§ Given text:
━━━
In the seventh inning, Piniella reached on an error by third baseman Steve Braun and was sacrificed to second. Paul Schaal walked. Bane got out of the jam by striking out McRae and getting Jim Wohlford on a liner to left.
Meanwhile the Twins were held scoreless by Royals starter Dick Drago for the first seven innings. Although the Twins accumulated eight hits and two walks off Drago, they were unable to push across a run.
In the bottom of the eighth the Twins erupted for three runs off Drago on a double by Braun followed by Larry Hisle’s single scoring Braun and a home run by first baseman Joe Lis to take a 3-1 lead. However, in the top of the ninth, Kansas City mounted a comeback off Corbin. After striking out Piniella, Corbin allowed a single to Bevacqua, then walked Schaal and pinch-hitter John Mayberry to load the bases. Pinch-hitter Gail Hopkins hit a foul pop to third on which Bevacqua was able to score, but then walked pinch-hitter Ed Kirkpatrick to load the bases and then walked Patek to tie the score.5 Bill Hands relieved Corbin and surrendered a two-run single to Rojas that gave the Royals the lead. Steve Hovley flied out to left to end the inning.
The Twins led off the bottom of the ninth with singles by Rod Carew and Jerry Terrell. Gene Garber relieved Drago and gave up a fly ball to designated hitter Tony Oliva on which Carew scored. With the Royals leading 5-4, Garber struck out Bobby Darwin, allowed a single to Braun, and got Larry Hisle to fly to center to end the game.
Drago got the win and Corbin took the loss. The game was played in 2 hours and 58 minutes.
Bane went on to start five more games with the Twins in 1973 and relieve in 17 games. He finished 1973 with a record of 0-5 and a 4.92 ERA in 60⅓ innings pitched. He spent all of 1974 and most of 1975 at Tacoma, the Twins’ Triple-A affiliate. In September 1975 he was called up by the Twins, started four games and finished with a 3-1 record and a 2.86 ERA in 28⅓ innings. In 1976 he again started the season at Tacoma, was called up in June and started 15 games for the Twins, finishing 4-7 with a 5.11 ERA in 79⅓ innings pitched.
After spending 1977 with Tacoma, Bane was released by the Twins. Although he attempted comebacks with the White Sox and Royals, he never pitched in the major leagues again.
━━━
§ Task goal: List every player the baseball game account above identifies as a pinch-hitter.

(Records from a data collection)
━━━
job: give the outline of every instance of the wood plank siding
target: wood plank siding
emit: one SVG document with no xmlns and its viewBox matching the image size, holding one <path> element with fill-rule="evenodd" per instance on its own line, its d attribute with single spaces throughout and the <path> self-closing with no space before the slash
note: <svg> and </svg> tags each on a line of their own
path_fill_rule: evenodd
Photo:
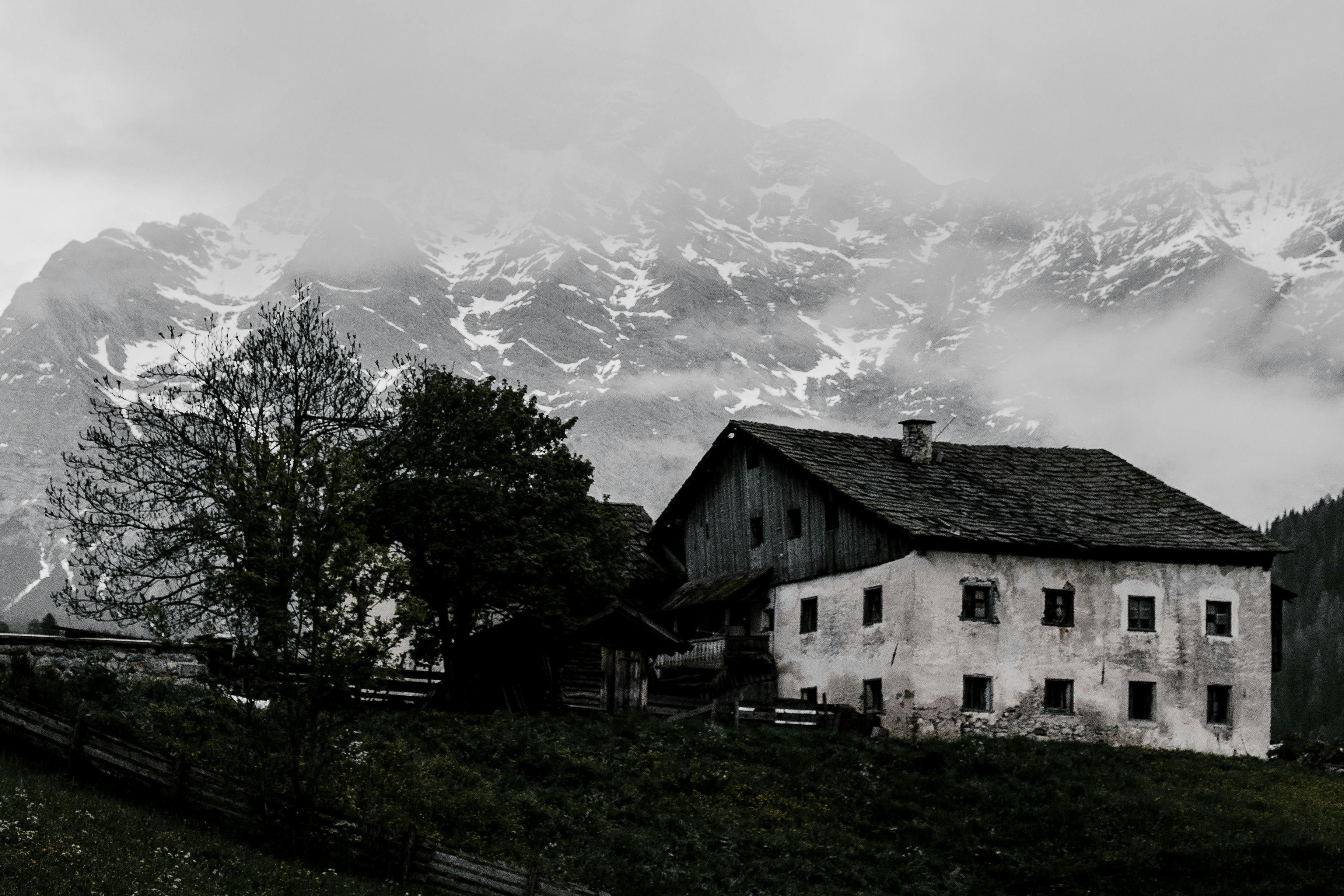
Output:
<svg viewBox="0 0 1344 896">
<path fill-rule="evenodd" d="M 747 467 L 747 451 L 759 463 Z M 837 528 L 827 529 L 827 504 L 836 502 Z M 801 516 L 800 537 L 789 537 L 789 509 Z M 762 519 L 763 540 L 751 544 L 751 517 Z M 774 582 L 859 570 L 909 553 L 898 533 L 872 513 L 818 482 L 753 439 L 739 437 L 704 477 L 685 514 L 685 571 L 694 580 L 774 567 Z"/>
</svg>

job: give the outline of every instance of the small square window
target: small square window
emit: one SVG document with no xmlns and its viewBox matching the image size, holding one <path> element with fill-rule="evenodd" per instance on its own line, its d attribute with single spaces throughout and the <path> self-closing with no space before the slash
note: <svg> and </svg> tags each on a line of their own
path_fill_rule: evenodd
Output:
<svg viewBox="0 0 1344 896">
<path fill-rule="evenodd" d="M 1129 630 L 1156 631 L 1154 606 L 1157 598 L 1129 598 Z"/>
<path fill-rule="evenodd" d="M 1058 715 L 1073 715 L 1074 712 L 1074 681 L 1073 678 L 1046 678 L 1046 712 Z"/>
<path fill-rule="evenodd" d="M 972 712 L 993 709 L 993 678 L 986 676 L 962 676 L 961 708 Z"/>
<path fill-rule="evenodd" d="M 817 599 L 804 598 L 801 613 L 798 614 L 798 634 L 808 634 L 817 630 Z"/>
<path fill-rule="evenodd" d="M 1042 588 L 1046 592 L 1046 614 L 1040 617 L 1044 626 L 1074 625 L 1074 592 L 1066 588 Z"/>
<path fill-rule="evenodd" d="M 1157 682 L 1130 681 L 1129 682 L 1129 717 L 1138 721 L 1152 721 L 1153 709 L 1157 703 Z"/>
<path fill-rule="evenodd" d="M 863 590 L 863 625 L 882 622 L 882 586 Z"/>
<path fill-rule="evenodd" d="M 980 619 L 982 622 L 989 622 L 993 619 L 993 588 L 989 584 L 964 584 L 961 586 L 961 618 L 962 619 Z"/>
<path fill-rule="evenodd" d="M 1208 600 L 1204 604 L 1204 631 L 1206 634 L 1219 634 L 1231 637 L 1232 634 L 1232 604 L 1224 600 Z"/>
<path fill-rule="evenodd" d="M 765 544 L 765 517 L 754 516 L 749 523 L 751 524 L 751 547 L 758 548 Z"/>
<path fill-rule="evenodd" d="M 863 711 L 886 712 L 882 704 L 882 678 L 863 680 Z"/>
<path fill-rule="evenodd" d="M 1208 724 L 1226 725 L 1232 720 L 1232 689 L 1230 685 L 1208 685 Z"/>
</svg>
━━━
§ Your solution: John Mayberry, Gail Hopkins, Ed Kirkpatrick